◆ **Text block**
────────────────────────────────────────

Expense and efficacy are key considerations for your marketing efforts: How much will a strategy cost your business, and how well will it work?
Often, there’s a trade-off involved: Yelling your business’s name on the subway is ineffective but free, and going door-to-door with product recommendations and samples would probably work if it weren’t cost-prohibitive.
Word-of-mouth marketing strategies are an exception. These strategies encourage brand advocacy, activating your audience to promote your brand for you. Brand advocacy can maximize conversions and reach while utilizing relatively few resources—though it does require careful planning and thoughtfulness to be truly effective. Here’s a deep dive into this approach and a guide to help you build your own brand advocacy program.
What is brand advocacy?
Brand advocacy occurs when people promote your brand to others, often by sharing content on social media platforms or discussing your brand in social groups.
Brand advocacy can boost brand awareness, improve your brand image, and help you attract potential customers. Encouraging brand advocacy can also be more effective than promoting your business directly. Research shows that more consumers trust recommendations from people they know over messaging from a company.
Many ecommerce businesses use brand advocacy programs to identify brand advocates and encourage word-of-mouth marketing activities. Culinary brand Momofuku Goods is one example. “I think we as a brand have always kind of prioritized the diehards, the people that are spreading the word to all of their friends,” says Momofuku restaurant group CEO Marguerite Zabar Mariscal on an episode of Shopify Masters. “I think if you can start there and have it continue to radiate out, that’s how we find marketing works best.”

────────────────────────────────────────

◆ **Information**
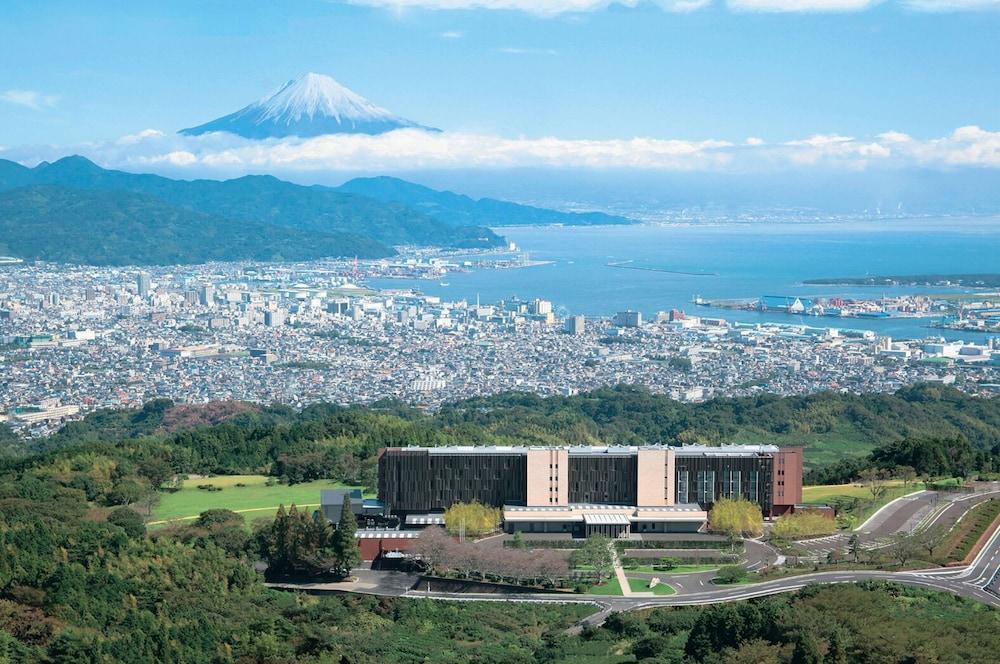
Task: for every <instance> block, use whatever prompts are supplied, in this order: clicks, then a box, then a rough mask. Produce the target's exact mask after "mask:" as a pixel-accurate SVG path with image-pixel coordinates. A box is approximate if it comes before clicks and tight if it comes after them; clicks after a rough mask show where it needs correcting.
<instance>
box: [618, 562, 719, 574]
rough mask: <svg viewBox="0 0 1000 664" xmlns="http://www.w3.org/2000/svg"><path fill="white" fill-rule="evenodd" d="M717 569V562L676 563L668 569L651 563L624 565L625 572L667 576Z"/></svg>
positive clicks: (703, 571) (715, 569)
mask: <svg viewBox="0 0 1000 664" xmlns="http://www.w3.org/2000/svg"><path fill="white" fill-rule="evenodd" d="M717 569H719V564H718V563H716V564H710V565H677V566H676V567H674V568H673V569H669V570H662V569H654V567H653V566H652V565H638V566H636V567H629V566H625V571H626V572H644V573H646V574H663V575H665V576H669V575H670V574H698V573H700V572H712V571H714V570H717Z"/></svg>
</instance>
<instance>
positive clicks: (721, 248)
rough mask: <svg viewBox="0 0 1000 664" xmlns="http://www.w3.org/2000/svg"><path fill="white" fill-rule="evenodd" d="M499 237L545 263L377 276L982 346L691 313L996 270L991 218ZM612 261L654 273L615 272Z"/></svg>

────────────────────────────────────────

◆ **Work order 1**
Rewrite the brand advocacy text from "Brand advocacy occurs" to "from a company.", putting "prospective buyers" in place of "potential customers".
◆ **Work order 2**
Turn the records into a Markdown table with the columns Nr and Line, covering only the lines from the start of the records through the line that contains "positive clicks: (703, 571) (715, 569)". Number the rows, skip blank lines, and leave the pictures out.
The brand advocacy text and the records have no connection to each other.

◆ **Response box 1**
Brand advocacy occurs when people promote your brand to others, often by sharing content on social media platforms or discussing your brand in social groups.
Brand advocacy can boost brand awareness, improve your brand image, and help you attract prospective buyers. Encouraging brand advocacy can also be more effective than promoting your business directly. Research shows that more consumers trust recommendations from people they know over messaging from a company.

◆ **Response box 2**
| Nr | Line |
|---|---|
| 1 | Task: for every <instance> block, use whatever prompts are supplied, in this order: clicks, then a box, then a rough mask. Produce the target's exact mask after "mask:" as a pixel-accurate SVG path with image-pixel coordinates. A box is approximate if it comes before clicks and tight if it comes after them; clicks after a rough mask show where it needs correcting. |
| 2 | <instance> |
| 3 | box: [618, 562, 719, 574] |
| 4 | rough mask: <svg viewBox="0 0 1000 664" xmlns="http://www.w3.org/2000/svg"><path fill="white" fill-rule="evenodd" d="M717 569V562L676 563L668 569L651 563L624 565L625 572L667 576Z"/></svg> |
| 5 | positive clicks: (703, 571) (715, 569) |